Text under study –
+--
One hundred houses in Marion failed to pass muster in a recent drive-by assessment of housing conditions, with 15 deemed beyond repair for reasonable cost.
Considering 2010 Census data showed 846 occupied houses in Marion, that means about seven out of eight houses are in good shape.
Economic development director Randy Collett told the few people who attended a Thursday night public presentation what the group that conducted the assessment found and what they suggested to address the situation.
Mayor Todd Heitschmidt said the community has been discussing housing for several years.
“It’s hard to ignore those properties that are in poor repair,” Heitschmidt said.
The committee met six times and took a “windshield tour” of every house in the city. Members concluded the city faces three housing issues and that many sidewalks are “deplorable.”
“This study has helped us remove the folklore that has developed about housing,” Collett said.
Jeremiah Lange, a member of the housing assessment team, said viewing houses gave him the opportunity to take new notice of the community.
The area he looked at was generally north of Main St. and east of Luta creek.
+--
Work to complete –
(a) In the Marion housing article, rewrite everything from "Considering 2010 Census" down to "for several years.", putting "Tuesday" in place of "Thursday".
(b) Answer these questions from the Marion housing article.
(i) How many houses in Marion failed the drive-by assessment?
(ii) How many occupied houses in Marion did the 2010 Census data show?
(iii) How many times did the committee meet?
(c) Decide whether each statement agrees with the Marion housing article. Answer yes or no and quote the words that decide it.
(i) The committee looked at every house in the city.
(ii) Twenty houses were judged beyond repair for reasonable cost.
(iii) Many people attended the public presentation.
The lines that follow are separate material.
+--
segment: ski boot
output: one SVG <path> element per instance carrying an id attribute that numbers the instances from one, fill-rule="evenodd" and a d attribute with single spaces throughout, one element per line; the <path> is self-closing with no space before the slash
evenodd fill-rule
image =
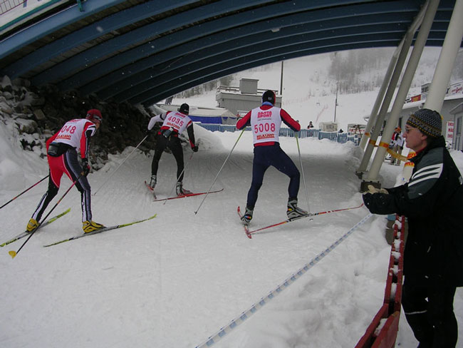
<path id="1" fill-rule="evenodd" d="M 38 222 L 37 222 L 37 220 L 35 219 L 31 219 L 29 220 L 29 222 L 27 223 L 27 227 L 26 227 L 26 230 L 27 232 L 32 232 L 38 227 Z"/>
<path id="2" fill-rule="evenodd" d="M 290 198 L 288 200 L 286 215 L 289 219 L 301 218 L 307 215 L 307 212 L 298 207 L 298 199 Z"/>
<path id="3" fill-rule="evenodd" d="M 82 222 L 82 229 L 83 230 L 84 233 L 90 233 L 90 232 L 97 231 L 101 230 L 105 226 L 100 223 L 95 222 L 93 220 L 87 220 Z"/>
<path id="4" fill-rule="evenodd" d="M 246 211 L 244 212 L 244 214 L 241 217 L 241 221 L 243 222 L 244 224 L 247 225 L 251 222 L 251 220 L 252 220 L 252 214 L 254 211 L 254 208 L 251 209 L 247 205 L 246 206 Z"/>
<path id="5" fill-rule="evenodd" d="M 150 187 L 152 189 L 156 186 L 156 183 L 157 182 L 156 175 L 151 175 L 151 180 L 150 180 Z"/>
<path id="6" fill-rule="evenodd" d="M 189 195 L 189 193 L 192 193 L 192 191 L 183 188 L 183 184 L 180 181 L 177 183 L 177 187 L 175 188 L 175 191 L 177 192 L 177 195 L 179 197 L 185 195 Z"/>

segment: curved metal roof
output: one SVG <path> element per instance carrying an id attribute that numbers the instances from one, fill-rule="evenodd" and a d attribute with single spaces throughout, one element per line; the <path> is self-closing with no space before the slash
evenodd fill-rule
<path id="1" fill-rule="evenodd" d="M 92 0 L 79 9 L 68 1 L 28 26 L 0 33 L 0 73 L 152 104 L 276 61 L 397 46 L 425 3 Z M 439 2 L 427 46 L 442 45 L 454 3 Z"/>

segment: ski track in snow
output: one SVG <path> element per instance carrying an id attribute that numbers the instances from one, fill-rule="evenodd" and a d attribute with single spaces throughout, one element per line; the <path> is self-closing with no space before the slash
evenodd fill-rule
<path id="1" fill-rule="evenodd" d="M 184 149 L 184 183 L 193 192 L 209 189 L 239 136 L 202 130 L 197 133 L 204 146 L 190 162 L 191 150 Z M 281 138 L 281 143 L 299 167 L 294 138 Z M 311 211 L 360 204 L 360 180 L 354 173 L 358 148 L 311 138 L 299 143 Z M 132 149 L 111 156 L 105 167 L 90 174 L 94 190 Z M 323 215 L 311 222 L 269 229 L 249 240 L 236 213 L 236 206 L 245 205 L 251 183 L 249 133 L 244 133 L 212 187 L 224 190 L 209 195 L 196 215 L 204 196 L 152 202 L 143 183 L 150 174 L 152 154 L 134 152 L 93 196 L 92 205 L 94 220 L 107 225 L 157 213 L 155 219 L 43 248 L 82 232 L 80 195 L 73 188 L 56 210 L 58 213 L 71 207 L 71 212 L 34 235 L 14 260 L 7 252 L 17 250 L 24 239 L 0 249 L 1 346 L 194 347 L 368 213 L 362 208 Z M 46 175 L 43 160 L 31 159 L 29 154 L 18 153 L 10 160 L 20 165 L 35 161 L 37 170 L 8 177 L 10 188 L 2 187 L 1 202 Z M 401 168 L 385 163 L 385 186 L 394 185 Z M 158 198 L 169 194 L 175 172 L 173 156 L 165 153 L 155 189 Z M 274 168 L 267 170 L 251 228 L 286 219 L 288 183 L 287 177 Z M 63 178 L 58 197 L 69 185 Z M 22 232 L 46 188 L 41 183 L 0 210 L 2 241 Z M 302 183 L 299 204 L 307 205 Z M 355 346 L 383 300 L 390 250 L 385 225 L 384 216 L 370 218 L 214 347 Z M 460 289 L 455 312 L 463 337 Z M 416 345 L 403 314 L 397 344 Z"/>

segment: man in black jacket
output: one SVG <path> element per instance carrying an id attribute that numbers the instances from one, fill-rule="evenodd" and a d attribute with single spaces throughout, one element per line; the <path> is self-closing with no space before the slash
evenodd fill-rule
<path id="1" fill-rule="evenodd" d="M 404 137 L 417 155 L 410 181 L 363 195 L 371 213 L 408 219 L 402 305 L 420 348 L 454 348 L 458 337 L 453 301 L 463 286 L 463 179 L 441 131 L 437 111 L 410 115 Z"/>

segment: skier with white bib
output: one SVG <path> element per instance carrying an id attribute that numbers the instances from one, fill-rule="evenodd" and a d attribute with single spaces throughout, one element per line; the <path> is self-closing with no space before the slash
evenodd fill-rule
<path id="1" fill-rule="evenodd" d="M 90 169 L 88 159 L 90 138 L 95 135 L 102 121 L 99 110 L 89 110 L 86 118 L 76 118 L 66 122 L 47 140 L 47 158 L 50 167 L 48 189 L 27 224 L 28 232 L 33 232 L 38 226 L 45 209 L 58 194 L 63 174 L 76 182 L 76 187 L 80 193 L 83 232 L 88 233 L 104 227 L 92 220 L 90 188 L 87 180 Z M 78 160 L 78 149 L 80 153 L 82 165 Z"/>
<path id="2" fill-rule="evenodd" d="M 290 219 L 303 216 L 307 212 L 297 206 L 301 175 L 294 163 L 280 148 L 279 134 L 281 122 L 296 132 L 301 125 L 283 109 L 274 106 L 276 96 L 273 91 L 262 95 L 262 105 L 248 112 L 236 123 L 238 129 L 251 126 L 254 137 L 254 158 L 252 163 L 252 182 L 248 192 L 246 211 L 241 220 L 247 224 L 252 219 L 259 190 L 262 186 L 264 175 L 270 165 L 290 178 L 288 187 L 286 215 Z"/>
<path id="3" fill-rule="evenodd" d="M 166 148 L 170 149 L 177 162 L 177 195 L 181 196 L 191 193 L 188 190 L 183 188 L 183 149 L 182 142 L 179 138 L 179 134 L 187 130 L 189 145 L 193 152 L 197 152 L 198 147 L 194 144 L 194 132 L 193 130 L 193 122 L 188 117 L 189 113 L 189 106 L 183 103 L 178 108 L 177 111 L 167 111 L 152 117 L 148 123 L 148 131 L 151 130 L 158 122 L 162 122 L 162 126 L 157 132 L 156 137 L 156 146 L 155 148 L 155 155 L 151 163 L 151 180 L 150 187 L 155 188 L 157 182 L 157 168 L 159 161 L 161 159 L 162 153 Z"/>

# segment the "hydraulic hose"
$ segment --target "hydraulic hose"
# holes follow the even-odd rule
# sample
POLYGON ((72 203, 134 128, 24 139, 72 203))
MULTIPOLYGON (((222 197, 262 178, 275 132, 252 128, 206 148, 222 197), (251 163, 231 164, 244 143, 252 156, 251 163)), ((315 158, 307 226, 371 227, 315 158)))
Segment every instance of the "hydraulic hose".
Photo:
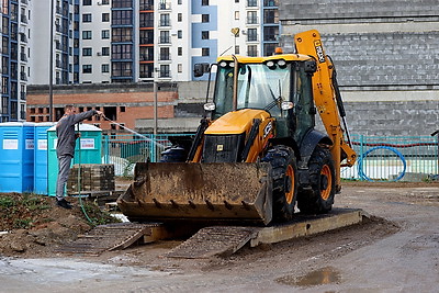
+--
Written answers –
(a)
Considering 2010 Census data showed 846 occupied houses in Marion, that means about seven out of eight houses are in good shape.
Economic development director Randy Collett told the few people who attended a Tuesday night public presentation what the group that conducted the assessment found and what they suggested to address the situation.
Mayor Todd Heitschmidt said the community has been discussing housing for several years.

(b)
(i) One hundred.
(ii) 846.
(iii) Six.

(c)
(i) Yes: "took a “windshield tour” of every house in the city"
(ii) No: "with 15 deemed beyond repair for reasonable cost"
(iii) No: "the few people who attended a Thursday night public presentation"